===== PROVIDED ENTRIES =====

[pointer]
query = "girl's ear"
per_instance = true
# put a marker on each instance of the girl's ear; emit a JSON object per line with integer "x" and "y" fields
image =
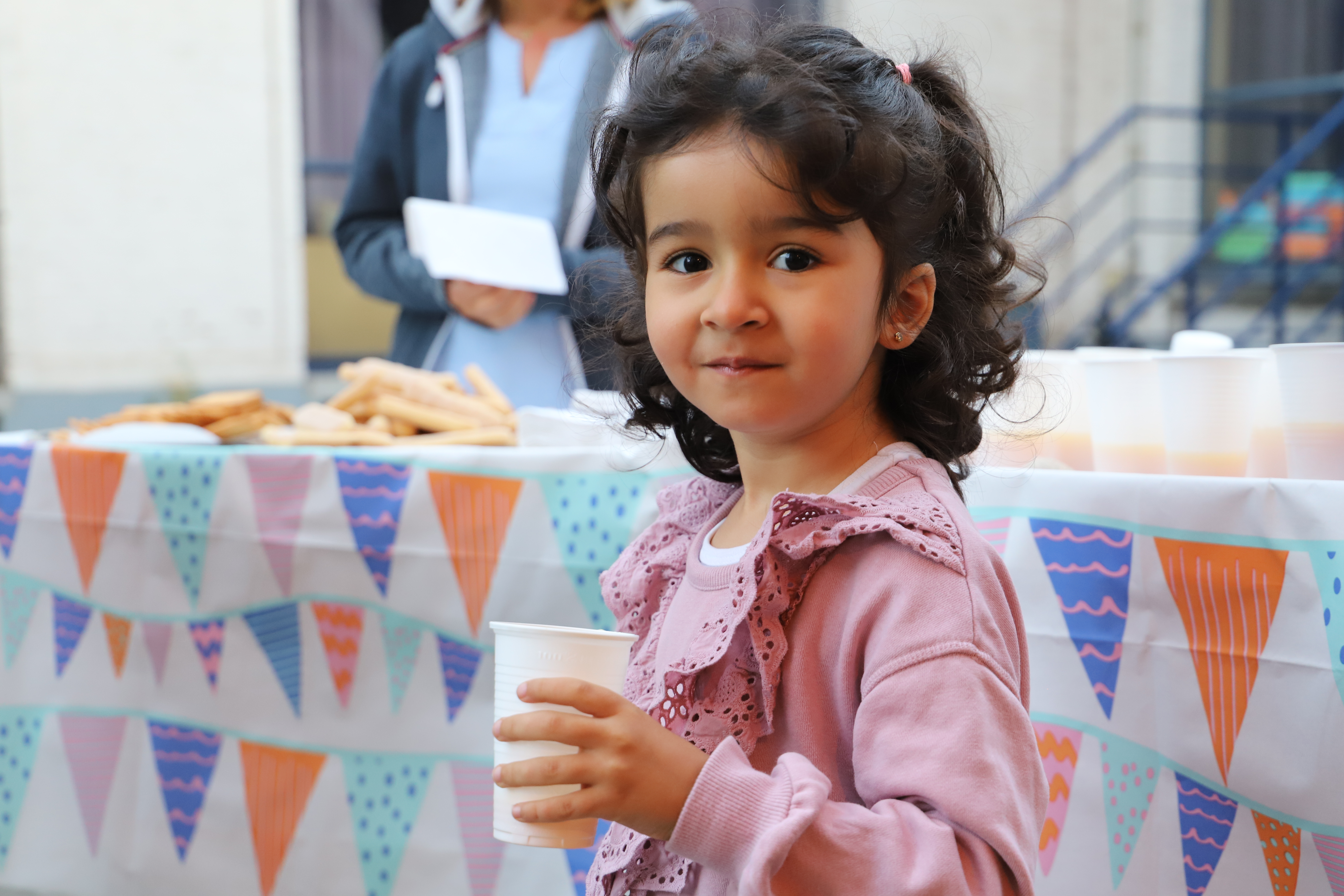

=====

## WHAT IS ASKED
Put each nonblank line of the data above into a Markdown table with the columns "Row" and "Line", where "Row" numbers the lines in order. Leave the pictures out of the answer.

## CORRECT RESULT
| Row | Line |
|---|---|
| 1 | [pointer] |
| 2 | query = "girl's ear" |
| 3 | per_instance = true |
| 4 | # put a marker on each instance of the girl's ear; emit a JSON object per line with integer "x" and "y" fields |
| 5 | image = |